[start of Material provided]
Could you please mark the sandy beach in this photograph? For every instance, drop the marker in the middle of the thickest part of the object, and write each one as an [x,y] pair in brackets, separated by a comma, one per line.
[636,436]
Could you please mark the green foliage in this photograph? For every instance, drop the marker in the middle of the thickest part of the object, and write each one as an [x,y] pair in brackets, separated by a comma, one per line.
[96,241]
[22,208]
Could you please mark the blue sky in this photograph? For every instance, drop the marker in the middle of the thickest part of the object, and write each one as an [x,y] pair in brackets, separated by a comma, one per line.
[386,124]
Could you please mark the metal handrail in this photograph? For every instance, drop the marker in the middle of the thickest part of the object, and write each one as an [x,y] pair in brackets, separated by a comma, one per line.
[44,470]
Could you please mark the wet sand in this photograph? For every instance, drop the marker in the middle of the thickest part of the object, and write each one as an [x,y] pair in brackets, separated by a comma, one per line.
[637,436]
[end of Material provided]
Task statement: Quote the listing above word for word, starting at the line that contains "Could you please mark the wet" and ending at the end of the listing.

Exercise answer:
Could you please mark the wet sand in this photograph? For every instance, drop the marker in the middle of the thickest part of the object, and write each one as an [x,y] pair in brackets, separated by a comma, one per line.
[637,436]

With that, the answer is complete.